_Exercise task a_: Name every person the court opinion lists as counsel or as appearing pro se.

_Excerpt_:
— START —

Office & Professional Employees Intern. Union, Local 2 v. Washington Metropolitan Area Transit Authority

Decision Date20 December 1983
Docket Number82-2443,Nos. 82-2423,82-2488 and 82-2500,s. 82-2423
Citation724 F.2d 133
Parties115 L.R.R.M. (BNA) 2210, 233 U.S.App.D.C. 1 OFFICE AND PROFESSIONAL EMPLOYEES INTERNATIONAL UNION, LOCAL 2, Plaintiff-Appellee, v. WASHINGTON METROPOLITAN AREA TRANSIT AUTHORITY, Defendant-Appellant, William B. Bircher, et al., Intervenor. OFFICE AND PROFESSIONAL EMPLOYEES INTERNATIONAL UNION, LOCAL 2, Plaintiff-Respondent, v. WASHINGTON METROPOLITAN AREA TRANSIT AUTHORITY, Defendant-Petitioner. OFFICE AND PROFESSIONAL EMPLOYEES INTERNATIONAL UNION, LOCAL 2, Appellee, v. WASHINGTON METROPOLITAN AREA TRANSIT AUTHORITY, et al. Appeal of William B. BIRCHER. OFFICE AND PROFESSIONAL EMPLOYEES INTERNATIONAL UNION, LOCAL 2, Appellee, v. WASHINGTON METROPOLITAN AREA TRANSIT AUTHORITY, et al. Appeal of Alan D. PECK.
CourtU.S. Court of Appeals — District of Columbia Circuit

Appeal from the United States District Court for the District of Columbia (Civil Action No. 81-02476).

James J. Kelley, Washington, D.C., with whom William J. Curtin and Terence P. McCourt, Washington, D.C., was on brief for appellant, Washington Metropolitan Area Transit Authority.

William B. Bircher, pro se, for appellant in No. 82-2488.

Alan D. Peck, pro se, for appellant in No. 82-2500.

Joseph E. Finley, Washington, D.C., for appellee.

Before WALD, MIKVA and GINSBURG, Circuit Judges.

Opinion for the Court filed by Circuit Judge MIKVA.

MIKVA, Circuit Judge:

The central issue in this appeal is the enforceability of an arbitral award rendered under the Washington Metropolitan Transit Authority Compact. In June 1980, the Office and Professional Employee International Union, Local 2 (Local 2 or Union) and the Washington Metropolitan Area Transit Authority (Authority or WMATA) submitted to an arbitrator questions concerning the scope of a bargaining unit. One month later, the arbitrator issued an award that divided employees by job classification. Following the award, Local 2 and WMATA continued negotiations, elections were held, and Local 2 was certified as the winner. Nonetheless, the parties continued to disagree as to the proper scope of the bargaining unit. In October, 1981--sixteen months after the arbitrator's decision--the Union filed this suit demanding, inter alia, specific enforcement of the decision.

Shortly after this case was filed in the district court, a number of individual WMATA employees intervened. Of the original intervenors, only Bircher and Peck remain involved in the case. Both employees argue that they should not be included within the unit.

The district court, 552 F.Supp. 622, in November 1982, granted partial summary judgment in favor of the Union. The district court, applying a highly deferential standard of review, decided, inter alia, that the arbitral decision was enforceable.

— END —

_Supplied information_:
— START —

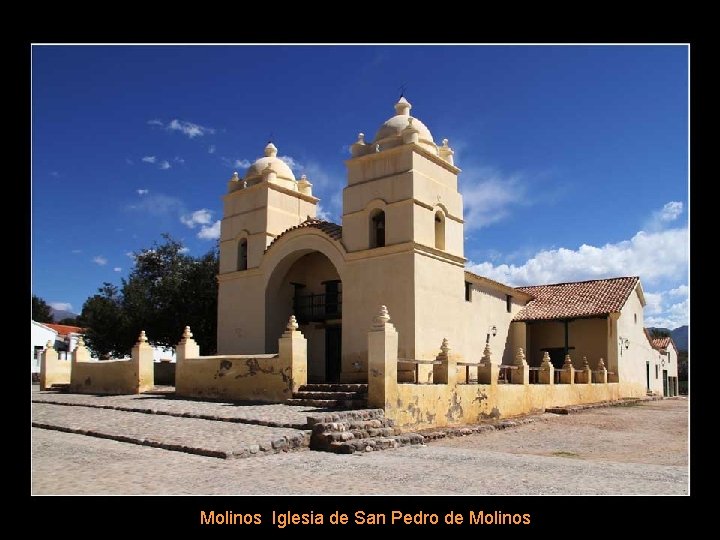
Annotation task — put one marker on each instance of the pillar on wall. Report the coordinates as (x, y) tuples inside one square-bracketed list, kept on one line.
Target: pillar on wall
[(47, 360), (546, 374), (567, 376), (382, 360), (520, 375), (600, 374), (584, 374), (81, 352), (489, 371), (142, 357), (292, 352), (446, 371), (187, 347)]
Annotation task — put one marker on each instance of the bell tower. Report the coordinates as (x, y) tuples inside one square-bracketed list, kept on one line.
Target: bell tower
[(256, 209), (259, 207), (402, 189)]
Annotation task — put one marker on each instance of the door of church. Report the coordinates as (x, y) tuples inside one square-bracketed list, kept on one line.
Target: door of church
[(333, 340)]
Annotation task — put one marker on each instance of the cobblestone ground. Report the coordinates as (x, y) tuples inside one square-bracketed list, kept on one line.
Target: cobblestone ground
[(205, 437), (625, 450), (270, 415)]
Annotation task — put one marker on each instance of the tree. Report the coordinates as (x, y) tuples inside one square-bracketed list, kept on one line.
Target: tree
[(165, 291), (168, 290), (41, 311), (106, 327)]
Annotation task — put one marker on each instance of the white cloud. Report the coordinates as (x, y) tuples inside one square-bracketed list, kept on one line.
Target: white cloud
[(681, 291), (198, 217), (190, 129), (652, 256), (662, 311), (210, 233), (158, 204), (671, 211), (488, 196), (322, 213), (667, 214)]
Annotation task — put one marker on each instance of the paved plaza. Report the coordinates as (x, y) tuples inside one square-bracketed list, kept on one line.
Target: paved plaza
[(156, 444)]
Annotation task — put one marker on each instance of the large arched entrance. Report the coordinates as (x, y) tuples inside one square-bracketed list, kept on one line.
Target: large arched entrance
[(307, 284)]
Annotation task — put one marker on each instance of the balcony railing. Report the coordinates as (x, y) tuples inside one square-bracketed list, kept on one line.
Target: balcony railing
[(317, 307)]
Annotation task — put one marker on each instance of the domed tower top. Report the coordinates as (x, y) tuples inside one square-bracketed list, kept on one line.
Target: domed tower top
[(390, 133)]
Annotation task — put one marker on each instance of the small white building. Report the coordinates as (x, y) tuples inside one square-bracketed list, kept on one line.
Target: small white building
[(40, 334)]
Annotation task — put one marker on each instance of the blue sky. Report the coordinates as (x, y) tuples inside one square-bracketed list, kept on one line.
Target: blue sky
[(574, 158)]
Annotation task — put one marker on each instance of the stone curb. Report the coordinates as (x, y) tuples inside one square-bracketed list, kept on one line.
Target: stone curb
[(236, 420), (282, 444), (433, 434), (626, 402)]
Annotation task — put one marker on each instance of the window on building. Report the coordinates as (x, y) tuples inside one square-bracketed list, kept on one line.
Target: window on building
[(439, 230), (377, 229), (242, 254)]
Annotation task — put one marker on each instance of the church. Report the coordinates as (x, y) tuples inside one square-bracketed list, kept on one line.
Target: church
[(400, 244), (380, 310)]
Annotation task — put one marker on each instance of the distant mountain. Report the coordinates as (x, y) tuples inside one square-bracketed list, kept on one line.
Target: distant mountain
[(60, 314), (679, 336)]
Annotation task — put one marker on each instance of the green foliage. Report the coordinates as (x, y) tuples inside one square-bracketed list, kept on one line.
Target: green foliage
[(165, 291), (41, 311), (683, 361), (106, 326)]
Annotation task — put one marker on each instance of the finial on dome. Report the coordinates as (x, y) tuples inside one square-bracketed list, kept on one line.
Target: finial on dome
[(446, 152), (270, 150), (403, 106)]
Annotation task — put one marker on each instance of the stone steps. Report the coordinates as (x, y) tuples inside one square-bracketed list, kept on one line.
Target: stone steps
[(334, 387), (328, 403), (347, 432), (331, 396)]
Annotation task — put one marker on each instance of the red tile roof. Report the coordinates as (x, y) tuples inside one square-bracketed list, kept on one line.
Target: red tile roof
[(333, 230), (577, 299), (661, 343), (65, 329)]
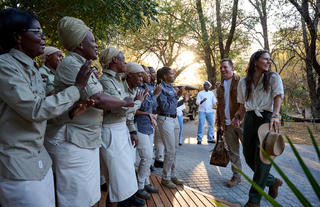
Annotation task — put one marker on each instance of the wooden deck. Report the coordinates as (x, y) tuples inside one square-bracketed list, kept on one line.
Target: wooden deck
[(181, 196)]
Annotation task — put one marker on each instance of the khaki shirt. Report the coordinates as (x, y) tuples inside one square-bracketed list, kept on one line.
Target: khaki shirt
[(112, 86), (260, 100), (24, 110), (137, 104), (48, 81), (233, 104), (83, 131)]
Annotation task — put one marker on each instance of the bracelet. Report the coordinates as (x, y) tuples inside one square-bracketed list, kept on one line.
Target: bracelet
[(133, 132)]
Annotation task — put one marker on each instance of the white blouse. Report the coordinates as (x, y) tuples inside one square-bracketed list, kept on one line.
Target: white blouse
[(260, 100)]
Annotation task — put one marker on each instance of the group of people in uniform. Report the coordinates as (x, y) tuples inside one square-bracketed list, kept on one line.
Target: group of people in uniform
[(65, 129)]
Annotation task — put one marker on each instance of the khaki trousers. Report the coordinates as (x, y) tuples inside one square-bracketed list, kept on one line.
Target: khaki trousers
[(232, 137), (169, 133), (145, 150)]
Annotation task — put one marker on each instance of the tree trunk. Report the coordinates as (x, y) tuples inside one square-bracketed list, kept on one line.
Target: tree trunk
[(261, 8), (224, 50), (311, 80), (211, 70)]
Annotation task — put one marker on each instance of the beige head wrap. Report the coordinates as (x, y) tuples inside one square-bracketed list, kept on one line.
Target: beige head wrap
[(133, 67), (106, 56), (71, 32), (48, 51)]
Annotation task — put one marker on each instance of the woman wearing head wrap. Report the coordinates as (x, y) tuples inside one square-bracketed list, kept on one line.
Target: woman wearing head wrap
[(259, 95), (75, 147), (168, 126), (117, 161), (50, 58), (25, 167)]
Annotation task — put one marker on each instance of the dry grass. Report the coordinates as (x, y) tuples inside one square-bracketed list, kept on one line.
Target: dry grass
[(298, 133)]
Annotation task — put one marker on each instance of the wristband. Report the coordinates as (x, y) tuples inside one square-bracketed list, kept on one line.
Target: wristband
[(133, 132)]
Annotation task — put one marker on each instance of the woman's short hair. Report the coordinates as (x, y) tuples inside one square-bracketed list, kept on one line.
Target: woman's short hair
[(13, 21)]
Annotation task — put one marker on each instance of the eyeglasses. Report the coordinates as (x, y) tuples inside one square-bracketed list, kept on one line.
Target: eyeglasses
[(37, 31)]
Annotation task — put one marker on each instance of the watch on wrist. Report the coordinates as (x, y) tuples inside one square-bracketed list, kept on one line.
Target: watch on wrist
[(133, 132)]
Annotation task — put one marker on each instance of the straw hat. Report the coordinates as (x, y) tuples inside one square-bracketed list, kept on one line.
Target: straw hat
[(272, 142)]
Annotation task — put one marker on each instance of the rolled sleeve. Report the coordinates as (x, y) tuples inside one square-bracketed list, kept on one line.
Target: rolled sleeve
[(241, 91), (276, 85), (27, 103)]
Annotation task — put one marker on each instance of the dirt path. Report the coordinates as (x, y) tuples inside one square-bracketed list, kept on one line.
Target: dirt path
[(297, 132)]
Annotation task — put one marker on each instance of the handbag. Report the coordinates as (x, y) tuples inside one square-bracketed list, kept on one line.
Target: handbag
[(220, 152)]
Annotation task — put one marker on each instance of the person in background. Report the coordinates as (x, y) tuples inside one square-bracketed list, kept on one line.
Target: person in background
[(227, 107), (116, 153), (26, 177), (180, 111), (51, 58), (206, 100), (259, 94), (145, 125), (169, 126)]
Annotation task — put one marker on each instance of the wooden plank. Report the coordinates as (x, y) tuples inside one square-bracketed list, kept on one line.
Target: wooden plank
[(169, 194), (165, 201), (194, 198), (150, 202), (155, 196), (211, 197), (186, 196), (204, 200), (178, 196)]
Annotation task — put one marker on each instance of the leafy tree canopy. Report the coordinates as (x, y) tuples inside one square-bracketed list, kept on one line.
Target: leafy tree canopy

— END —
— START —

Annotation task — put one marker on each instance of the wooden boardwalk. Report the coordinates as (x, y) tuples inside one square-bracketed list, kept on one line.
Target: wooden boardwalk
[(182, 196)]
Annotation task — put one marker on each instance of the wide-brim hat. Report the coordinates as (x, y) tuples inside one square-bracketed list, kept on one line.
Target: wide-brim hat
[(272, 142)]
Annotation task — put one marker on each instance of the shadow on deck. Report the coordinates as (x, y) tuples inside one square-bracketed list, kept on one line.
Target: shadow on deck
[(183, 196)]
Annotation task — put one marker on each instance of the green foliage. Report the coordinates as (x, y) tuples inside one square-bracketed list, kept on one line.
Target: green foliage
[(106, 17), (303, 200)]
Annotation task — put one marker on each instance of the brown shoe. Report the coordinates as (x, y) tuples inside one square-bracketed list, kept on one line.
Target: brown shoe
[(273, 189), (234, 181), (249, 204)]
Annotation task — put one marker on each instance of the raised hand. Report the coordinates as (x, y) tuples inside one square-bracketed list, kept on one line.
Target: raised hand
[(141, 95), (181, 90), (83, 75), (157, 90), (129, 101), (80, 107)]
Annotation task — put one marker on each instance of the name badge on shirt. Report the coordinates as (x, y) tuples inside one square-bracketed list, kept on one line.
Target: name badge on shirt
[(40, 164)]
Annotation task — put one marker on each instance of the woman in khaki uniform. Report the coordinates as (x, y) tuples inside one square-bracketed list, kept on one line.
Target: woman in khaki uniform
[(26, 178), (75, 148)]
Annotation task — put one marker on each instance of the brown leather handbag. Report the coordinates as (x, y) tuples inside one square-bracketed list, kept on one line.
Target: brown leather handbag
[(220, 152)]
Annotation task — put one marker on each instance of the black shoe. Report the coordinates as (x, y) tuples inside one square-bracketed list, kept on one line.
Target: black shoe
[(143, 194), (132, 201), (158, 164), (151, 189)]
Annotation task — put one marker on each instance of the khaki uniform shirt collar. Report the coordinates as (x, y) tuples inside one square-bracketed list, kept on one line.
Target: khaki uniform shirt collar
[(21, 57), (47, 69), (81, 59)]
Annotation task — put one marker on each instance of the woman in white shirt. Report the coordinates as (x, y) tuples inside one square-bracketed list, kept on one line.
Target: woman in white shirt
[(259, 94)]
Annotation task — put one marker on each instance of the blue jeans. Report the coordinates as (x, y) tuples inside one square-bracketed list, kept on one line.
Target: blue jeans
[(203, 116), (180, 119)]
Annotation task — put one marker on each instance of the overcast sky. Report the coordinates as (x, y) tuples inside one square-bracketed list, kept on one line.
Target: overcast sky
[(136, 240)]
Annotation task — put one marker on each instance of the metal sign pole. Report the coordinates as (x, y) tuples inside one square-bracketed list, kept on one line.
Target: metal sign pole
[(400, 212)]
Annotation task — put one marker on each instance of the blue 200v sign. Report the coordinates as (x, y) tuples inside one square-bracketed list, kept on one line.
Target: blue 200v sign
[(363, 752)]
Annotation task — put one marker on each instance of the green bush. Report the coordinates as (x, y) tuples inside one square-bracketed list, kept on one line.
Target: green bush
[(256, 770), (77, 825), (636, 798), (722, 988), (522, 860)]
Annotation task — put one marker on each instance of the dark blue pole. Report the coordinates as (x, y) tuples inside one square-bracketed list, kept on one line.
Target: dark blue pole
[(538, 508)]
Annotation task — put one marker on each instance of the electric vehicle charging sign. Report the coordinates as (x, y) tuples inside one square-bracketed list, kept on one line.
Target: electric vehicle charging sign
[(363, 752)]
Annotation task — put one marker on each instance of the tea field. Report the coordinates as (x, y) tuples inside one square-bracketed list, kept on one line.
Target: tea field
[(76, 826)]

— END —
— START —

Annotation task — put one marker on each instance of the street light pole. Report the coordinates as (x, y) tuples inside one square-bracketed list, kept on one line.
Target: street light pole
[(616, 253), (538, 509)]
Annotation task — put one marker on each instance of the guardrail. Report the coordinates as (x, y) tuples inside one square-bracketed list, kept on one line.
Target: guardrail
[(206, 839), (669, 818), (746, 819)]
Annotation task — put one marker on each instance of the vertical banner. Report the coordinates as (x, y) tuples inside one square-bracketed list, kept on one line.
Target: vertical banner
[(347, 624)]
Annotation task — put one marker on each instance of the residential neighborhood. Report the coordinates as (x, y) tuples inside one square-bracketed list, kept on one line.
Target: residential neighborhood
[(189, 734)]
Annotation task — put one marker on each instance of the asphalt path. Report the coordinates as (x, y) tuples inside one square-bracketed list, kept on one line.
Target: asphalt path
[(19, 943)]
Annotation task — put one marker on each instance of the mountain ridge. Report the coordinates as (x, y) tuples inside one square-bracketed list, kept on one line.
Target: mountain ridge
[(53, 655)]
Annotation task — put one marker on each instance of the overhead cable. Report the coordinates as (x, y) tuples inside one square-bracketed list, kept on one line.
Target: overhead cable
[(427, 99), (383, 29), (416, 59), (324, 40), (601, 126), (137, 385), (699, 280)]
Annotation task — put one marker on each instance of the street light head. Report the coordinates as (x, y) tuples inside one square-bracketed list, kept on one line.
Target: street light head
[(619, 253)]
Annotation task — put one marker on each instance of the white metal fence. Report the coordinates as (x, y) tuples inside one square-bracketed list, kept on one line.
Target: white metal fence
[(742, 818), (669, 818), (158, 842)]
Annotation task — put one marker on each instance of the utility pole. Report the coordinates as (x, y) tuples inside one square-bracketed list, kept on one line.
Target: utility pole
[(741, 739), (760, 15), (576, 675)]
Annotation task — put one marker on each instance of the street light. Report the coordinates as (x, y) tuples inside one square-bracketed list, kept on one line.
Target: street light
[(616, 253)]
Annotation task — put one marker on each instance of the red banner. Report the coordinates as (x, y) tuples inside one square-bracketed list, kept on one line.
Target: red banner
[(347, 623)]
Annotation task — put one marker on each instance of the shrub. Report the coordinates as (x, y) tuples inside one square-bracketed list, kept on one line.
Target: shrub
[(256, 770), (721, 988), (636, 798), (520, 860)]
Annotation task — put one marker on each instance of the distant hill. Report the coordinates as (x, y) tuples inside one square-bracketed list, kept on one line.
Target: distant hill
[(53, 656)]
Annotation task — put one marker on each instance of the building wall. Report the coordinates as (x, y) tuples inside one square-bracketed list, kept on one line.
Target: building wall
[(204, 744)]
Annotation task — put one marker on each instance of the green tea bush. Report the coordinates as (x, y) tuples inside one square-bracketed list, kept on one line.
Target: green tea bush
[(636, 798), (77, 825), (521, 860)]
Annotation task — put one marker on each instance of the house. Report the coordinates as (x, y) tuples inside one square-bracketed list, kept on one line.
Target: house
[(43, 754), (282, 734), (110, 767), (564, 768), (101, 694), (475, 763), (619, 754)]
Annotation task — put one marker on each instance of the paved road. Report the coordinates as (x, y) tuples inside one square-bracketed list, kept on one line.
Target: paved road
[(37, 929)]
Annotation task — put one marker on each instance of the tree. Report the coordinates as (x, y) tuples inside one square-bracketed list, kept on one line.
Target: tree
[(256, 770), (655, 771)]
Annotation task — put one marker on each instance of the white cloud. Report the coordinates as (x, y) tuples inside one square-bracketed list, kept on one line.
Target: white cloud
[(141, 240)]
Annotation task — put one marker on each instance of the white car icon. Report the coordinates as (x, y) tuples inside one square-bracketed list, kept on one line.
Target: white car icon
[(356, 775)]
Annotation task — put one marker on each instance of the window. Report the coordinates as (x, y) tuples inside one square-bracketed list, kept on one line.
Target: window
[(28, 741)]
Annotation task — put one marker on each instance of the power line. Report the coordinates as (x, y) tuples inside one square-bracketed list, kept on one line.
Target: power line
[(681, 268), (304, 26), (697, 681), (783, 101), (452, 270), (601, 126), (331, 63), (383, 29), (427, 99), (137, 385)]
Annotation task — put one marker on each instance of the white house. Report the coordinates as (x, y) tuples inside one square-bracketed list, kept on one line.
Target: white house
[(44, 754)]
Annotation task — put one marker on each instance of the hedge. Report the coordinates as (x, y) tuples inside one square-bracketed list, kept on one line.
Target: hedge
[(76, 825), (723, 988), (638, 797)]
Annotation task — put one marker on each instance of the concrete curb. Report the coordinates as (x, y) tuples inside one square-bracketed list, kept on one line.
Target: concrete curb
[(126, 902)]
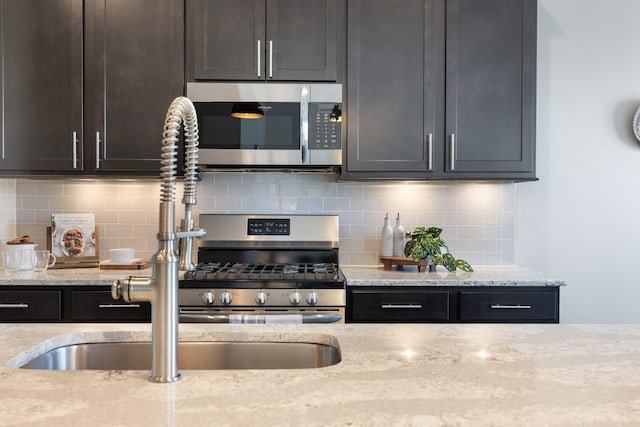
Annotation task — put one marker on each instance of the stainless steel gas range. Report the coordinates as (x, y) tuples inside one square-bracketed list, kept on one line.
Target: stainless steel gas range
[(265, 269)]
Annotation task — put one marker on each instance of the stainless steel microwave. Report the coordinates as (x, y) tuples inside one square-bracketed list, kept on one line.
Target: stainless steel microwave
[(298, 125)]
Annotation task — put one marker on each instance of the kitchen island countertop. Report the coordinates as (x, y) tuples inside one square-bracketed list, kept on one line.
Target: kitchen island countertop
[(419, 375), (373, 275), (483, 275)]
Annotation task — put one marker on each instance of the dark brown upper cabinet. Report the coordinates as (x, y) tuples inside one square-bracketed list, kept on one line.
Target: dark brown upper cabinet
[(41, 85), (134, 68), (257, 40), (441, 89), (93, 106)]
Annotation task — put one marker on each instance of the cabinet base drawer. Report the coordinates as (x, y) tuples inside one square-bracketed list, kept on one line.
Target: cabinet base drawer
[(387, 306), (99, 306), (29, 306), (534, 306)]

— END —

_Exercise task b_: In the records, copy out verbatim the lines from the one containing "the wooden plank." to the one containing "Target: leafy tree canopy", including both of those lines.

_Written reply a_: James J. Kelley, William J. Curtin, Terence P. McCourt, William B. Bircher, Alan D. Peck, Joseph E. Finley

_Written reply b_:
Annotation task — put one marker on each instance of the wooden plank. Report the coordinates as (x, y) tuples inside one square-bracketed list, kept on one line.
Target: wooden plank
[(169, 194), (165, 201), (194, 198), (150, 202), (155, 196), (211, 197), (186, 196), (204, 200), (178, 196)]
Annotation task — put one marker on each instance of the leafy tree canopy. Report the coordinates as (x, y) tuples inside one square-bracketed list, kept on one line.
Target: leafy tree canopy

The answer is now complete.